• Document text
== == ==

Gristedes is far from an ideal neighborhood grocery store, but we suspect neighbors who shop at the Upper East Side outpost on 86th by First much prefer the chain grocery to a 210-foot-tall Extell tower, which Crain’s reports the developer is planning to build at the site, which it recently purchased for $100 million. In the last few years, Gary Barnett has also bought at least four low-rise buildings adjacent to the supermarket and could be eying a block-long development.
It should be apparent by now that you just can’t get all the sleaze out of Times Square, but Bill de Blasio is still trying, The Wall Street Journal reports. Despite mixed results in last year’s effort to clean up the cartoon character trade, the mayor now wants to go after the painted topless women who pose for photos with tourists. Civil rights experts say that the move is at odds with the mayor’s progressive identity and that it will be hard to crack down on the women when the entire area is filled with people in outlandish costumes selling things. “You can have 100 girls out there, or one and as long as they are acting legally we can’t do anything about it,” an NYPD spokesperson said.
Meanwhile, Crain’s reports that the mayor’s wife, Chirlane McCray, failed to provide much in the way of specifics in a roundtable about the administration’s $386 million mental health plan, “Roadmap to Mental Health,” which is scheduled to be released in the fall.
The upper floors of many Downtown Brooklyn commercial buildings have long sat empty, due to a lack of strong demand, but The Wall Street Journal reports that landlords and tenants are starting to reconsider, particularly in the wake of Tishman Speyer’s $270 million deal to turn the top five floors of the Macy’s store into office space. In the past, such floors often sat empty as landlords judged it not worth their while to renovate or maintain those spaces given the relatively low rents they fetched.

== == ==

• Stated goal
List every dollar amount in the news roundup above, along with what each one refers to.

• Data supplied
== == ==

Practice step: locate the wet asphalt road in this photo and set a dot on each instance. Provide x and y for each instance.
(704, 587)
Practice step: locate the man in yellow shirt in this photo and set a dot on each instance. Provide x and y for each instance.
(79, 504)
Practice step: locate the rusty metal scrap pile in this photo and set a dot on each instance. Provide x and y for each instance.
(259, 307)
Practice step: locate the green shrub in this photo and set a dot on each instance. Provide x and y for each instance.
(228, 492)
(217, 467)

== == ==

• Response for this exercise
- $100 million: what Extell recently paid for the Gristedes site on 86th by First
- $386 million: the administration's mental health plan, "Roadmap to Mental Health"
- $270 million: Tishman Speyer's deal to turn the top five floors of the Macy's store into office space